EXERCICES À RÉALISER:
1. Répondez aux questions suivantes d'après les propos du réalisateur :
(a) En quelle année est sorti le court métrage La Course à l'abîme ?
(b) Quel acteur incarne le diable dans Les Visiteurs du soir ?
(c) Dans la partie « Rythmes », quelle particularité du film d'animation les contes partagent-ils avec les mythes ?
2. Poursuivez les propos du réalisateur à partir de l'endroit où ils s'interrompent.

TEXTE FOURNI:
== == ==

Propos du réalisateur

Un concours de circonstances m'a amené à traiter trois fois le thème de Faust. D'abord avec Le Sujet du tableau (1989 — une commande pour un long métrage à plusieurs réalisateurs mais qui n'a pas abouti) ; ensuite avec La Course à l'abîme (1992), ce court métrage étant d'ailleurs parti d'une séquence cyclique du Sujet du tableau ; enfin, quelques années plus tard, avec L'Homme sans ombre, suite à lalecture du livre d'Adelbert von Chamisso, L'Étrange Histoire de Peter Schlemihl. À dire vrai, je ne connaissais pas ce texte : une amie me l'a recommandé, des idées visuelles sont venues. J'ai, par exemple, voulu que le magicien ressemble un peu au diable, incarné par Jules Berry, dans Les Visiteurs du soir (1942), de Marcel Carné. L'Homme sans ombre se passe d'ailleurs dans les années quarante.

Rythmes

Les contes également influencent beaucoup le scénario de mes films, car les contes peuvent se résumer plus facilement avec des images. D'autant que les contes usent du changement, de la métamorphose — tout comme les mythes — qui sont une particularité du film d'animation, sa spécialité. Je cherche souvent à en créer. Qu'est-ce qui pourrait se transformer, et comment ? Raccord de forme, souci de lier la narration dans l'image, c'est également pour cette raison que je fais des films qui sont des plans-séquences.

== == ==

ENTRÉES PRÉSENTÉES:
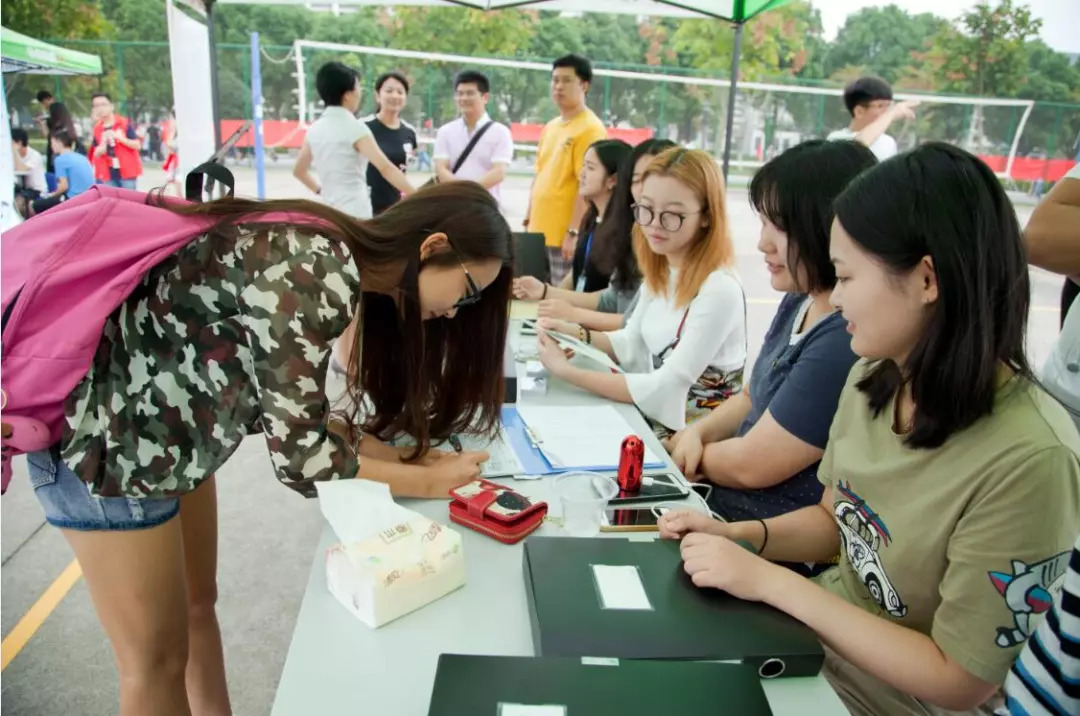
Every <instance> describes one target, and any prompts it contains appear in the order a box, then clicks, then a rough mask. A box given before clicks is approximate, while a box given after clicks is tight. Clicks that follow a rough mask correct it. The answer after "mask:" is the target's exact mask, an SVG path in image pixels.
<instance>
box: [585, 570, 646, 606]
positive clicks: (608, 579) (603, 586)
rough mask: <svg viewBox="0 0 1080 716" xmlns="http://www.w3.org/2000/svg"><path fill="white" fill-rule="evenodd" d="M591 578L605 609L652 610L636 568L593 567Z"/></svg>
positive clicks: (641, 575) (639, 576)
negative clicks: (592, 579) (591, 578)
mask: <svg viewBox="0 0 1080 716" xmlns="http://www.w3.org/2000/svg"><path fill="white" fill-rule="evenodd" d="M593 578H594V579H595V581H596V591H597V592H598V593H599V596H600V606H602V607H604V608H605V609H636V610H651V609H652V604H650V603H649V595H648V594H646V593H645V584H644V583H643V582H642V575H640V572H639V571H637V567H632V566H625V565H619V566H612V565H593Z"/></svg>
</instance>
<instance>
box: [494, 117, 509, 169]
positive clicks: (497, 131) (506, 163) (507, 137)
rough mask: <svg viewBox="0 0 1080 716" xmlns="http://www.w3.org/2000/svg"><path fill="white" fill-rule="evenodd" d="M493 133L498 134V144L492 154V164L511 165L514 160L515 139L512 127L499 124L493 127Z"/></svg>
mask: <svg viewBox="0 0 1080 716" xmlns="http://www.w3.org/2000/svg"><path fill="white" fill-rule="evenodd" d="M491 132H498V133H499V134H498V135H497V136H498V138H499V141H498V144H496V145H495V149H494V151H492V152H491V163H492V164H509V163H510V162H512V161H513V159H514V137H513V135H512V134H511V133H510V127H509V126H507V125H505V124H498V125H496V126H492V127H491Z"/></svg>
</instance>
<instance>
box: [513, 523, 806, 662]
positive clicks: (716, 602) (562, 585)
mask: <svg viewBox="0 0 1080 716" xmlns="http://www.w3.org/2000/svg"><path fill="white" fill-rule="evenodd" d="M524 554H525V557H524V558H525V569H524V572H525V583H526V594H527V596H528V603H529V618H530V620H531V625H532V647H534V651H535V652H536V654H537V656H540V657H616V658H621V659H687V660H699V661H711V660H741V661H743V662H744V663H747V664H751V665H752V666H754V667H755V668H756V670H758V673H759V674H760V675H761V676H762V677H767V678H768V677H775V676H812V675H814V674H816V673H818V672H819V671H821V665H822V661H823V660H824V653H823V651H822V647H821V644H820V643H819V640H818V637H816V636H815V635H814V633H813V632H812V631H811V630H810V629H809V627H807V626H806V625H805V624H802V623H801V622H799V621H797V620H796V619H794V618H792V617H789V616H787V614H785V613H783V612H781V611H779V610H777V609H773V608H772V607H770V606H768V605H764V604H755V603H751V602H744V600H742V599H737V598H735V597H732V596H730V595H728V594H725V593H723V592H719V591H717V590H708V589H699V587H697V586H694V584H693V583H692V582H691V581H690V578H689V577H688V576H687V573H686V572H685V571H683V563H681V557H680V556H679V550H678V543H677V542H675V541H673V540H656V541H650V542H637V541H634V542H632V541H629V540H624V539H603V538H595V539H573V538H562V537H530V538H528V539H527V540H526V541H525V550H524ZM593 565H602V566H613V567H618V566H630V567H635V568H636V570H637V575H638V576H639V579H640V585H642V587H644V592H645V595H646V597H647V598H648V603H649V608H648V609H620V608H605V604H604V603H603V599H604V598H605V597H602V589H600V586H598V581H597V578H596V572H595V571H594V569H593Z"/></svg>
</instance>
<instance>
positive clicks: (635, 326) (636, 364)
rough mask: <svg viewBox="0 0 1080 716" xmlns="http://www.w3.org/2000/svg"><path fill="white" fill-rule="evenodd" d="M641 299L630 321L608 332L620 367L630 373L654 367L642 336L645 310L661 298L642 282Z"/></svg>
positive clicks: (608, 336)
mask: <svg viewBox="0 0 1080 716" xmlns="http://www.w3.org/2000/svg"><path fill="white" fill-rule="evenodd" d="M640 291H642V293H640V299H638V303H637V308H636V309H634V312H633V313H631V314H630V321H627V322H626V325H625V326H624V327H623V328H620V329H619V330H612V332H610V333H608V335H607V336H608V340H610V341H611V350H612V351H613V352H615V357H616V360H617V361H619V367H621V368H622V369H623V370H625V371H626V373H627V374H630V373H643V371H645V370H651V369H652V356H651V355H649V347H648V346H646V345H645V338H644V336H642V322H643V321H644V320H645V312H646V310H647V309H648V306H649V303H650V302H651V301H653V300H659V299H658V298H657V296H654V295H653V294H652V293H651V292H649V289H648V288H647V287H646V286H645V284H642V289H640Z"/></svg>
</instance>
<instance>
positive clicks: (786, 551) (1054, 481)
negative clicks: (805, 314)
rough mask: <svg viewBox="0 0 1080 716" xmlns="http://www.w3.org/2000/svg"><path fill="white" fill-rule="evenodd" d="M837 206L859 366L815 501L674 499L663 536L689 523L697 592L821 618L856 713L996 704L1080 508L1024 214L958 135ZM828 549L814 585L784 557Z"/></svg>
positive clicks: (821, 553) (843, 688)
mask: <svg viewBox="0 0 1080 716" xmlns="http://www.w3.org/2000/svg"><path fill="white" fill-rule="evenodd" d="M833 206H834V210H835V215H836V218H835V219H834V221H833V226H832V234H831V242H829V255H831V257H832V260H833V264H834V266H835V269H836V276H837V284H836V287H835V288H834V289H833V293H832V302H833V306H834V307H836V308H837V309H838V310H839V312H840V314H841V316H842V318H843V321H845V322H846V326H847V332H848V333H849V334H850V335H851V350H852V351H854V353H855V354H856V355H859V356H861V359H862V360H860V361H859V362H858V363H856V364H855V365H854V367H853V368H852V369H851V374H850V376H849V378H848V381H847V384H846V386H845V388H843V390H842V392H841V393H840V400H839V405H838V408H837V410H836V414H835V416H833V421H832V427H831V429H829V435H828V444H827V446H826V447H825V454H824V456H823V457H822V460H821V465H820V467H819V470H818V478H819V479H820V482H821V484H822V486H823V490H824V491H823V495H822V498H821V500H820V502H818V503H816V504H813V505H810V506H806V508H802V509H801V510H796V511H794V512H788V513H787V514H783V515H779V516H775V517H766V518H765V519H764V521H762V519H744V521H741V522H720V521H717V519H713V518H712V517H710V516H707V515H704V514H701V513H690V512H687V511H683V510H680V511H673V512H669V513H666V514H664V515H663V517H661V519H660V535H661V537H666V538H680V539H681V544H680V550H681V554H683V560H684V565H683V567H684V570H685V571H686V572H687V573H688V575H689V576H690V579H691V581H692V582H693V584H694V585H697V586H698V587H699V589H703V590H713V589H715V590H719V591H721V592H724V593H726V594H728V595H730V596H733V597H738V598H741V599H746V600H751V602H764V603H766V604H769V605H770V606H772V607H773V608H775V609H779V610H780V611H785V612H787V613H788V614H789V616H792V617H794V618H795V619H797V620H799V621H801V622H802V623H805V624H806V625H807V626H809V627H810V629H812V630H813V631H814V632H815V633H816V635H818V637H819V638H820V639H821V641H822V644H823V646H824V648H825V663H824V666H823V667H822V674H823V675H824V676H825V678H826V679H828V683H829V685H831V686H832V687H833V688H834V689H835V690H836V692H837V693H838V694H839V697H840V699H841V701H842V702H843V705H845V706H847V708H848V711H849V712H850V713H851V714H853V715H854V716H877V715H878V714H889V715H890V716H894V715H895V716H945V715H946V714H951V715H954V716H955V715H956V714H957V713H958V712H960V713H963V714H971V715H975V714H977V715H978V716H989V715H990V714H996V713H1001V712H1000V711H997V710H996V708H997V707H998V706H1001V705H1002V704H1001V699H1000V687H1001V684H1002V683H1003V681H1004V679H1005V675H1007V674H1008V673H1009V668H1010V666H1012V664H1013V662H1014V661H1015V660H1016V657H1017V656H1018V653H1020V651H1021V648H1022V647H1023V646H1024V643H1025V641H1026V640H1027V638H1028V636H1030V635H1031V633H1032V631H1034V630H1035V629H1036V625H1037V624H1038V622H1039V619H1040V617H1041V616H1042V614H1043V613H1045V612H1047V611H1049V610H1050V608H1051V605H1052V604H1053V602H1054V598H1053V596H1052V591H1053V590H1054V583H1055V582H1056V581H1057V579H1058V578H1059V577H1061V576H1062V575H1063V573H1064V572H1065V568H1066V565H1067V564H1068V559H1069V550H1070V548H1071V545H1072V543H1074V539H1075V538H1076V526H1077V524H1078V523H1080V460H1078V458H1077V456H1078V454H1080V436H1078V435H1077V430H1076V427H1075V425H1074V424H1072V421H1071V420H1070V419H1069V416H1068V414H1067V413H1066V410H1065V409H1064V408H1063V407H1062V406H1061V405H1059V404H1058V403H1057V402H1056V401H1054V398H1053V397H1051V396H1050V395H1048V394H1047V393H1045V391H1044V390H1043V389H1042V388H1041V387H1040V386H1039V383H1038V381H1037V380H1036V379H1035V376H1034V375H1032V373H1031V368H1030V366H1029V365H1028V362H1027V356H1026V355H1025V348H1024V343H1025V337H1026V334H1027V330H1026V327H1027V320H1028V312H1029V308H1030V302H1031V287H1030V278H1029V276H1028V267H1027V261H1026V256H1025V254H1024V247H1023V245H1022V244H1021V229H1020V225H1018V224H1017V221H1016V212H1015V210H1014V208H1013V205H1012V202H1010V200H1009V197H1008V195H1007V194H1005V192H1004V190H1003V189H1002V187H1001V183H1000V181H999V180H998V178H997V177H996V176H995V175H994V172H993V171H990V168H989V167H988V166H987V165H986V164H984V163H983V162H982V161H981V160H980V159H978V158H977V157H974V156H972V154H969V153H968V152H966V151H963V150H961V149H958V148H956V147H953V146H950V145H946V144H943V143H929V144H924V145H921V146H920V147H918V148H917V149H914V150H912V151H908V152H905V153H902V154H897V156H896V157H893V158H892V159H889V160H887V161H885V162H882V163H880V164H878V165H877V166H875V167H873V168H869V170H867V171H865V172H864V173H862V174H861V175H860V176H859V177H856V178H855V179H854V180H853V181H852V183H851V184H850V185H849V186H848V188H847V189H845V190H843V192H842V193H841V194H840V195H839V197H838V198H837V199H836V202H835V203H834V204H833ZM825 418H826V416H824V415H823V416H822V419H825ZM734 540H740V541H744V542H748V543H750V545H752V549H753V551H752V550H747V549H744V548H743V546H741V545H740V544H738V543H737V542H735V541H734ZM754 552H757V554H756V555H755V554H754ZM832 559H836V560H837V563H836V566H835V567H833V568H832V569H829V570H827V571H825V572H824V573H823V575H821V576H819V577H818V578H815V579H814V580H813V581H811V580H809V579H806V578H804V577H800V576H798V575H796V573H795V572H794V571H792V570H789V569H785V568H783V567H781V566H779V565H777V564H774V563H775V562H813V563H825V562H828V560H832ZM1012 713H1026V712H1023V711H1018V712H1012Z"/></svg>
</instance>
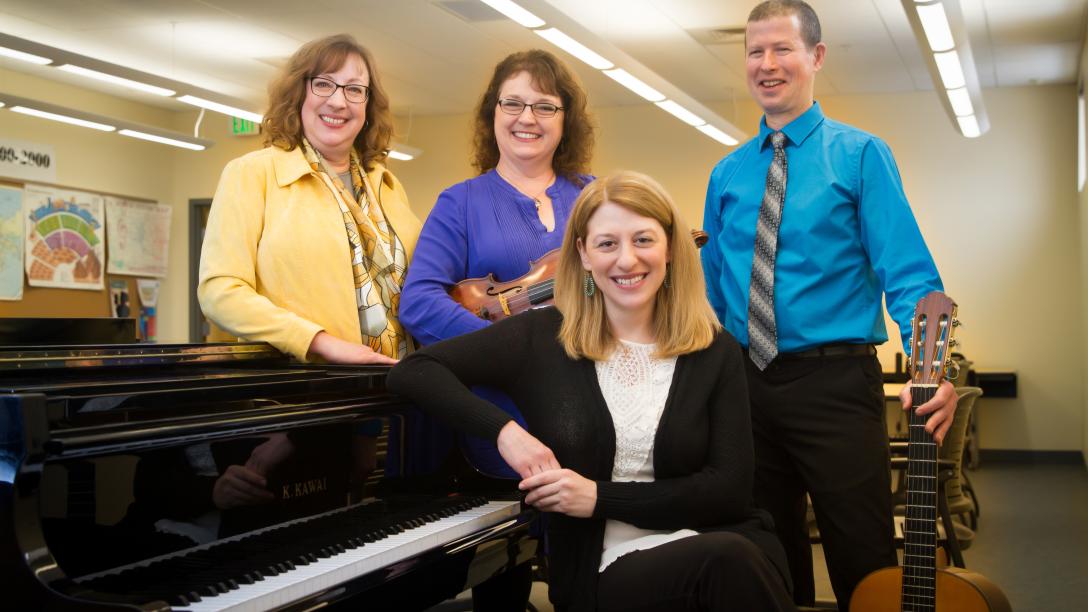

== == ==

LISTE DES RÉPONSES:
1.
(a) En 1992.
(b) Jules Berry.
(c) Le changement, la métamorphose.

2.
Le rythme, c'est la relation qu'il y a entre le film d'animation (surtout sans dialogue) et la musique. La bande sonore est essentielle dans mes films d'animation : musique, bruits, effets... Elle ne doit pas se contenter d'illustrer, d'autant que je ne fais jamais parler mes per sonnages. Ou alors, je n'envisage que des paroles chantées ou déclamées. Tout l'intérêt se porte alors sur le dessin, le son et le mouvement.

Influences animées

Le premier film d'animation qui m'a fortement impressionné pour l'atmosphère onirique reste Les Jeux des anges (1964) d'un cinéaste franco-polonais, Valérian Borowczyk, mais également les films de Norman McLaren pour leur inventivité : je pense surt out à Caprices en couleurs (1949). Pour préparer un film, je prends des notes, fais des croquis, puis un story-board et, enfin, un résumé des intentions. Ensuite, pendant de nombreux mois, je mets au point le line test*, avec ou sans la musique. À ce stade, l'essentiel est terminé, le montage, l'animation (un dessin sur deux) — attention, ces dessins sont encore des croquis. Pour finir, je réalise les dessins ou peintures. Le tournage est l'affaire de quelques semaines. J'utilise des cellulos qui ne se déforment pas sous l'effet de l'eau et qui permettent de reporter les dessins grâce à leur transparence. J'ai dessiné environ huit milles peintures pour la mise en image de L'Homme sans ombre. Dans ce total, j'inclus les ombres qui sont dessinées séparément pour être filmées en surimpression, ce qui donne la transparence.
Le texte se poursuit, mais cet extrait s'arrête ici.